** BEGIN Text to read **

To better understand these concepts see account.cpp and dateclas.cpp. Copy each of these programs to your compiler, compile and run them. Notice how these programs are different from procedural programs that were encountered in the previous lectures. This difference will require the addition of UML charts during the design phase and possible a reduction in the number of modules needed in the structure chart. In fact in some cases there may be no need for a structure chart.

In the program account.cpp the definition of the class theAccount and the definitions of its methods are all listed in the program. However as with a previous discussion about structures, the class definition should be placed into a header file and the class methods should be placed into their own source file. For example account2.cpp is the same program except the class Account and its methods are placed in their respective files: theAccount.h and theAccount_h.cpp respectively. Copy these files to an empty console project account2. Next compile and execute the program. Notice that it runs the same as the program account.cpp above.

** END Text to read **
** BEGIN Material provided **

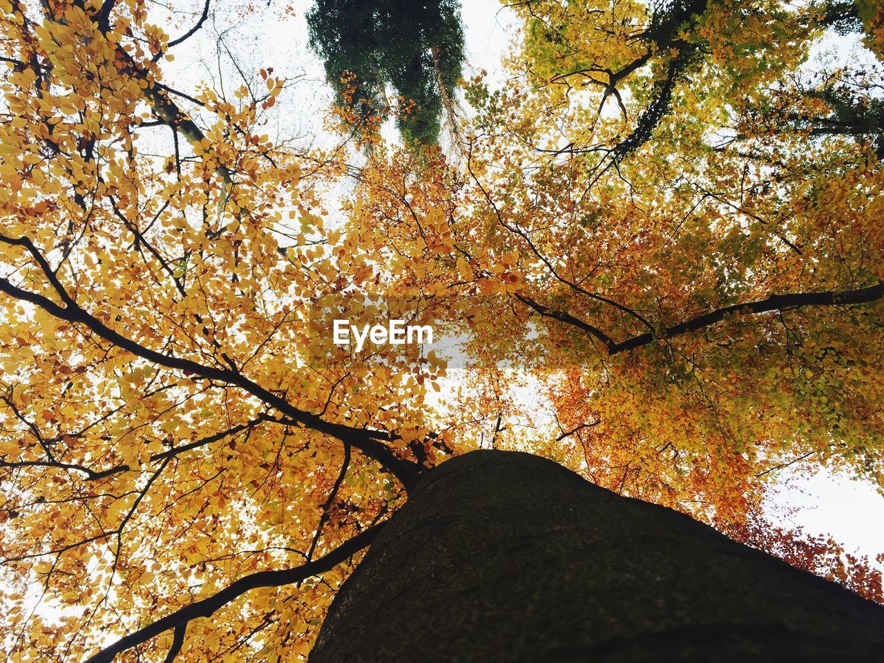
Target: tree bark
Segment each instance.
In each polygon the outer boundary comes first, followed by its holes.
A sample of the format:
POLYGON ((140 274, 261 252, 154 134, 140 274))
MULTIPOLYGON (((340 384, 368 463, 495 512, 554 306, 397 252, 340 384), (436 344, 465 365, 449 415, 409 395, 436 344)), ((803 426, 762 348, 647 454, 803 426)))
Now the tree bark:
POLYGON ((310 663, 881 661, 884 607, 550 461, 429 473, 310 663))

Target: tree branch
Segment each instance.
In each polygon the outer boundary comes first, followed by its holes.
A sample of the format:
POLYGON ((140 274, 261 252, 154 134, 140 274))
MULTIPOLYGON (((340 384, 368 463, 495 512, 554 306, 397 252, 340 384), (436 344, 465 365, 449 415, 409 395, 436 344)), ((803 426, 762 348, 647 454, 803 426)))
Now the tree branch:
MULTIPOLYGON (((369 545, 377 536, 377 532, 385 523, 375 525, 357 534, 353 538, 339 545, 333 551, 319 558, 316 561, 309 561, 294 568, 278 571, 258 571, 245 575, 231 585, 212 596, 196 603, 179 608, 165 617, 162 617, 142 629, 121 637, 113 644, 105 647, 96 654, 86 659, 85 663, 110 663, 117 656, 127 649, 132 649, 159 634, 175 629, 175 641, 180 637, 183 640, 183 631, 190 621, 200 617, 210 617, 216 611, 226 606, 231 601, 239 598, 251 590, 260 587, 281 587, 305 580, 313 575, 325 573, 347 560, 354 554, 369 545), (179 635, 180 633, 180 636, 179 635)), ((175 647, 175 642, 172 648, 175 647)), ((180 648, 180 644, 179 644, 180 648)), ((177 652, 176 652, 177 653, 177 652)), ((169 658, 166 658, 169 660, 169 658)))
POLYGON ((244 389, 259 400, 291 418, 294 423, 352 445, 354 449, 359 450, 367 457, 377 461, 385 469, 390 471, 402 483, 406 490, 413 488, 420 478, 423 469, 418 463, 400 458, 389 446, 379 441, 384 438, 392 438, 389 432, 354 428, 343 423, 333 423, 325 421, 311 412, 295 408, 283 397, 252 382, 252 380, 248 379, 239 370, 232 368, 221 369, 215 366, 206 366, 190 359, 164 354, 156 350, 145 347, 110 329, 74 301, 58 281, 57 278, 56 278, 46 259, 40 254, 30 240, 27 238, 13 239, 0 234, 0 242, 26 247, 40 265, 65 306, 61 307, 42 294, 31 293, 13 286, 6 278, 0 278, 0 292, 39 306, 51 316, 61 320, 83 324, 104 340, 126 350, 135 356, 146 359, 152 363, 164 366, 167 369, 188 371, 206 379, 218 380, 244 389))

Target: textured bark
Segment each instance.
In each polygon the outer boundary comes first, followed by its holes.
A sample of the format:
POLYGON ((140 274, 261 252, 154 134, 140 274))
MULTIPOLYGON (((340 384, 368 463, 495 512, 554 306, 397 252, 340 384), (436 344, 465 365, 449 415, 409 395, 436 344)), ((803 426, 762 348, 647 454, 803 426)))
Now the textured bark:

** END Material provided **
** BEGIN Material provided **

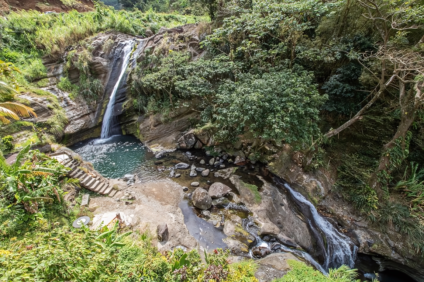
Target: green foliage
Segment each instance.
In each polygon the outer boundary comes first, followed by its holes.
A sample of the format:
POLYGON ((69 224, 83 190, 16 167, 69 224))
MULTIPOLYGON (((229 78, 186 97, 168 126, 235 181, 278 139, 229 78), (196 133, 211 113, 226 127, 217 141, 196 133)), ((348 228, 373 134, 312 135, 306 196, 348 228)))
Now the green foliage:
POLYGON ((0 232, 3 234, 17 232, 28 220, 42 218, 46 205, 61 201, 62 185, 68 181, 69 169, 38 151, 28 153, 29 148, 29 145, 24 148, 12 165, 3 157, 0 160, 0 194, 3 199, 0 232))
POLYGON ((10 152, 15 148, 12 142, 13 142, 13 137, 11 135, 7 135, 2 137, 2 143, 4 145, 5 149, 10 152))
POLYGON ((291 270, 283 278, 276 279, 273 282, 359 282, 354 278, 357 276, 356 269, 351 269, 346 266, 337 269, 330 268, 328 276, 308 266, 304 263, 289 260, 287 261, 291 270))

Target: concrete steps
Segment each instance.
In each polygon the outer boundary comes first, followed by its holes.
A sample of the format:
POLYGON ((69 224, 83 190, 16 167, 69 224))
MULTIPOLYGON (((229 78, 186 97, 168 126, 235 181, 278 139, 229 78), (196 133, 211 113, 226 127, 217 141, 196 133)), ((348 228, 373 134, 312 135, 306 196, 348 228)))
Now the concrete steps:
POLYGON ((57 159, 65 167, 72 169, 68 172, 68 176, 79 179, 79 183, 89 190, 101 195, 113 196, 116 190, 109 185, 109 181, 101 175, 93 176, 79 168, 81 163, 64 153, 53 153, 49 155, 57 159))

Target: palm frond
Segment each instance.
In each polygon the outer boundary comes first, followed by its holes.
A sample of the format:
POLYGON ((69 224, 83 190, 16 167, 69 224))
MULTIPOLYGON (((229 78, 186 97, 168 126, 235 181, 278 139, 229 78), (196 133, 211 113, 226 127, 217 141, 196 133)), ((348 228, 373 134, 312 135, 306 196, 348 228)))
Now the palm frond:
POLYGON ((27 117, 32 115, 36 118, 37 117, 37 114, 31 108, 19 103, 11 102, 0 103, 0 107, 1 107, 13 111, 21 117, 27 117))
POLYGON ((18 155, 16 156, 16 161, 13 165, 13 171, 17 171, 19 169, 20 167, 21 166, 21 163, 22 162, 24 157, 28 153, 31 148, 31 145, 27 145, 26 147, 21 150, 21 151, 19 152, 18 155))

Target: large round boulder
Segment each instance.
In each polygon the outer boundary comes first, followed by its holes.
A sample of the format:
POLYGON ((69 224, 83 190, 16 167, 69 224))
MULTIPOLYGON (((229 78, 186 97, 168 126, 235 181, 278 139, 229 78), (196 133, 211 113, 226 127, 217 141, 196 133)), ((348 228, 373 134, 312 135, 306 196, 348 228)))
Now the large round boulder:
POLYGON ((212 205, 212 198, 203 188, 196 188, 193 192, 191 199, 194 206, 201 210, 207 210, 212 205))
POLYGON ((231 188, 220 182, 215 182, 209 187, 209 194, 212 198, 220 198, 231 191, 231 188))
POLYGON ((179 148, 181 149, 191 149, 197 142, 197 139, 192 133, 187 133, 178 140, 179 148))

** END Material provided **
** BEGIN Material provided **

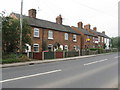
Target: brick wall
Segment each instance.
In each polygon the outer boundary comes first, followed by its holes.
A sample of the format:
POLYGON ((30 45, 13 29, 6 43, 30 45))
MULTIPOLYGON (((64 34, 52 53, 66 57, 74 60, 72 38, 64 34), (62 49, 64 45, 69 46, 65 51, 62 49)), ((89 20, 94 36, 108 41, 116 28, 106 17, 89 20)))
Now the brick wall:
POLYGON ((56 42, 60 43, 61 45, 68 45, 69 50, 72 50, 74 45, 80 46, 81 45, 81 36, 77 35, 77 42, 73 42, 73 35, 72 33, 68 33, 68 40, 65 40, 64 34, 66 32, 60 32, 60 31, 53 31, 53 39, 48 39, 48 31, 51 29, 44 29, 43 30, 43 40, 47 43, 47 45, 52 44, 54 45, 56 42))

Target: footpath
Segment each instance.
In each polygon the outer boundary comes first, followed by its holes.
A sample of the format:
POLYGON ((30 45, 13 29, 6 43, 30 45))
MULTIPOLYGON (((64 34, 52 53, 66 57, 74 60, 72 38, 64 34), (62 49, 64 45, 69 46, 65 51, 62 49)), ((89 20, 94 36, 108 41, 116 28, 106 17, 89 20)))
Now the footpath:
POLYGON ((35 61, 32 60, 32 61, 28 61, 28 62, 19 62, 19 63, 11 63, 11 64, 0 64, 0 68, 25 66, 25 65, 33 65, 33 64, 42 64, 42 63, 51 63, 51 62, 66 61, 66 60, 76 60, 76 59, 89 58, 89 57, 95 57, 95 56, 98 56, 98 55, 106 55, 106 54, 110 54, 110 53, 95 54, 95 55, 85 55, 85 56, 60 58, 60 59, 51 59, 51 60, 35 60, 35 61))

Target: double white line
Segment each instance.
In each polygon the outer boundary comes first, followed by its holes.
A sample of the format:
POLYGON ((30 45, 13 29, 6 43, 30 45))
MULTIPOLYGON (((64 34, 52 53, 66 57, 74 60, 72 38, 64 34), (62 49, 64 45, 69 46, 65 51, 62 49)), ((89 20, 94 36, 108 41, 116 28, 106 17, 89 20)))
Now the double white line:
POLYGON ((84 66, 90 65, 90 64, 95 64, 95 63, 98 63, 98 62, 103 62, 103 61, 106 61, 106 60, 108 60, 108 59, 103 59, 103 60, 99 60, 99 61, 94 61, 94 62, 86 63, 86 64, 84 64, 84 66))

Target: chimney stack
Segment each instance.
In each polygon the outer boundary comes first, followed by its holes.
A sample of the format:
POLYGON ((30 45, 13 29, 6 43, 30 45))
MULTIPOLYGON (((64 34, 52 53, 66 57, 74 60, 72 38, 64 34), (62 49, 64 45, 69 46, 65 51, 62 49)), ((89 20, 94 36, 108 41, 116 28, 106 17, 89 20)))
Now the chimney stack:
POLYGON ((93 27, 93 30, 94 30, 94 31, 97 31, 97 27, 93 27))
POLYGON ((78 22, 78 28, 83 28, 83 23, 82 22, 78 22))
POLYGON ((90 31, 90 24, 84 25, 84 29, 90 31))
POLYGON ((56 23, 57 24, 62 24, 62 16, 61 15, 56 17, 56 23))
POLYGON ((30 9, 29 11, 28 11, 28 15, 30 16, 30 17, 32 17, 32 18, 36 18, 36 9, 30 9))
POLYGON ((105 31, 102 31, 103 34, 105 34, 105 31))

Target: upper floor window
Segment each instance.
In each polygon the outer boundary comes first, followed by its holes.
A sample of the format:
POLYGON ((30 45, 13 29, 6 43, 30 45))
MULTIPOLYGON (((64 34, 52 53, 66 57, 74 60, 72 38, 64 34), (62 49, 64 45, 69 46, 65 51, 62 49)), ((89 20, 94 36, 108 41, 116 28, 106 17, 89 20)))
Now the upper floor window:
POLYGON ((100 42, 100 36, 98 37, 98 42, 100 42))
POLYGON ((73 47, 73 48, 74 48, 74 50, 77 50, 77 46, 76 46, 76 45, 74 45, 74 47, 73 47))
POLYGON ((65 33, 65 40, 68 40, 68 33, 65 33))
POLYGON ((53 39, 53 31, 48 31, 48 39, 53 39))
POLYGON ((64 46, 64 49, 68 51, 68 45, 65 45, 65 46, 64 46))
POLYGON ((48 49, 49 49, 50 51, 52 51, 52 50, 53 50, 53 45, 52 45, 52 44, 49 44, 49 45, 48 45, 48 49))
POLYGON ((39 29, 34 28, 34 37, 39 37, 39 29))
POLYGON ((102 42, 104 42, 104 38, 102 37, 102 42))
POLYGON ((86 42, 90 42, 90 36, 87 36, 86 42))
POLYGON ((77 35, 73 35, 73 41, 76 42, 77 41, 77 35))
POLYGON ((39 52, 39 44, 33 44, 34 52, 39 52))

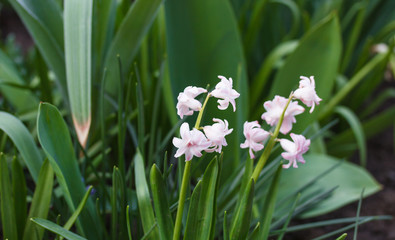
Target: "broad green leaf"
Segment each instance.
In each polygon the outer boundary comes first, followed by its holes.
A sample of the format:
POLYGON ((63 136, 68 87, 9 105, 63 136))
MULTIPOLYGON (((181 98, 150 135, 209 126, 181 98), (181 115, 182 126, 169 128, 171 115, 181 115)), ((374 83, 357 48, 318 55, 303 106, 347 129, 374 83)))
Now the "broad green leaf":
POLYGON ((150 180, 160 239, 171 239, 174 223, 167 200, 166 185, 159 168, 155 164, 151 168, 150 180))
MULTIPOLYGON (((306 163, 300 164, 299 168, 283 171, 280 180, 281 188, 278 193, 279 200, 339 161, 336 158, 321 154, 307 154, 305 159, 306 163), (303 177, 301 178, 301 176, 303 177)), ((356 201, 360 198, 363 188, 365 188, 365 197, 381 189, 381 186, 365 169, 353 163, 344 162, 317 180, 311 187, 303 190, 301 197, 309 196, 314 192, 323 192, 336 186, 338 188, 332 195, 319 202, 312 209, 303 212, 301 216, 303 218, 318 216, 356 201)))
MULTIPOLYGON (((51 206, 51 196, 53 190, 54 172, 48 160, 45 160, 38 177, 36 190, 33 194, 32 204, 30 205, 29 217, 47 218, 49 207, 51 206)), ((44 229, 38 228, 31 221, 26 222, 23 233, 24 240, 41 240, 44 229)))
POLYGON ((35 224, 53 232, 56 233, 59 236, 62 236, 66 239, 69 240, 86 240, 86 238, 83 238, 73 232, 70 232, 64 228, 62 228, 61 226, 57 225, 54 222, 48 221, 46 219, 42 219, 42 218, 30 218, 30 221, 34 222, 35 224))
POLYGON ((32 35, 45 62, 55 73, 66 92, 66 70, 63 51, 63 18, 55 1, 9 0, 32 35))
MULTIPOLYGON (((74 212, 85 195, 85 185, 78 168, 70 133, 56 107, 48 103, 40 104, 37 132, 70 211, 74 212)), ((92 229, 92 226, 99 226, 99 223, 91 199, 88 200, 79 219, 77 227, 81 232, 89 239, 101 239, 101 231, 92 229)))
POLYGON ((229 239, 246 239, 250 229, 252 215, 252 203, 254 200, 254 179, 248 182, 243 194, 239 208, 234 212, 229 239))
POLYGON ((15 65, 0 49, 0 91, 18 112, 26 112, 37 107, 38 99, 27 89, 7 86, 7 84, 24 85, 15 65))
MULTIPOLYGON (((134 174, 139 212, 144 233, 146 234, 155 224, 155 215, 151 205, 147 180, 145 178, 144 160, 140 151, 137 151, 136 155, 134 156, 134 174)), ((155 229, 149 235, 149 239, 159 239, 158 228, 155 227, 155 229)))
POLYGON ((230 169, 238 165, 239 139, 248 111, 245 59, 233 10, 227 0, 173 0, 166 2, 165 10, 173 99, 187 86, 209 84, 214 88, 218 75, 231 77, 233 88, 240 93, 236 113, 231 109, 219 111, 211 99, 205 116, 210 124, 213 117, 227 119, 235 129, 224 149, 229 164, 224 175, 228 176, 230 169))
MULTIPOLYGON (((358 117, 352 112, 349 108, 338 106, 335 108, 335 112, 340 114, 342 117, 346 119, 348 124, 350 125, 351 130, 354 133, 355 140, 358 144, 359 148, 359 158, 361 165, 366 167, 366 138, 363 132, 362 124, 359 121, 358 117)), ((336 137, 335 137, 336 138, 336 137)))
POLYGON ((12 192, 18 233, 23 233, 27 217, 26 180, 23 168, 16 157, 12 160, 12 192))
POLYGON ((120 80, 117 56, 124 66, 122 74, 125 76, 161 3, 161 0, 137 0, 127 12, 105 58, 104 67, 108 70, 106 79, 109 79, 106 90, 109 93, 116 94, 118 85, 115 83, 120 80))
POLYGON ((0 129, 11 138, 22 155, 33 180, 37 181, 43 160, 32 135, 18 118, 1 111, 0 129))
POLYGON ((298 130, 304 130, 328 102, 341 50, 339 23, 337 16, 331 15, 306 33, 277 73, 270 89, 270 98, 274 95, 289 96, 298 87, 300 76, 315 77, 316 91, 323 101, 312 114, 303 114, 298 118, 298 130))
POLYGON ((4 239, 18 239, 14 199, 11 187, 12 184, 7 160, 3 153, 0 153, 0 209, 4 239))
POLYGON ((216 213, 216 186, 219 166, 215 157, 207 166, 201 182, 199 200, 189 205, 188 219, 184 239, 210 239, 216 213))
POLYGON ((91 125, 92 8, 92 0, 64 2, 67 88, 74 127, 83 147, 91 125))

** END Material provided **

** Instruction A **
Could you rewrite the records starting at the line containing "Target: tree bark" and ending at the line containing "POLYGON ((310 663, 881", both included, changing "outer boundary" to "exterior ring" and leaving everything else the same?
** Instruction B **
Can you carry on the text about C++ classes and header files from its final sentence?

** Task output A **
Target: tree bark
Segment each instance.
In each polygon the exterior ring comes first, followed by its holes.
A sample of the format:
POLYGON ((140 274, 261 252, 154 134, 140 274))
MULTIPOLYGON (((340 384, 368 463, 495 512, 554 306, 397 252, 340 384), (436 344, 465 365, 449 415, 409 395, 436 344)), ((803 426, 762 348, 647 454, 803 426)))
Now the tree bark:
POLYGON ((310 663, 881 661, 884 607, 550 461, 429 473, 310 663))

** Task output B **
 Note:  While creating a separate header file for the class and a separate source file for the class' methods is what you should do in your work, most of the following lecture examples will instead have these definitions included in the program. Doing otherwise would make the notes more complex and would make it more difficult for you to copy and to compile these examples.

From the examples above you can see that the user of the program does not know what is happening inside of any object of the class Date. The inter workings of a class object are hidden from view especially for those members of the object in the private access section. This property is referred to as encapsulation.

Frequently, the data members of a class are declared in the private access section and the member functions are defined or declared in the public access section. However placing the definition or the declaration of a method in the public access section is not required as the example: prvtfnct.cpp demonstrates. As you construct your classes, it is recommended that any method which does not need to be accessed outside of the class should be defined/declared in the private access section as in this example.

Comment: In general an attribute has no existence independent of the object that contains it. (In another section static data members will be discussed. The statements in the discussion above refer to non static data members. The static data members are defined by the class' definition and are not a part of any objects. Therefore non static data members must be initialized via its object.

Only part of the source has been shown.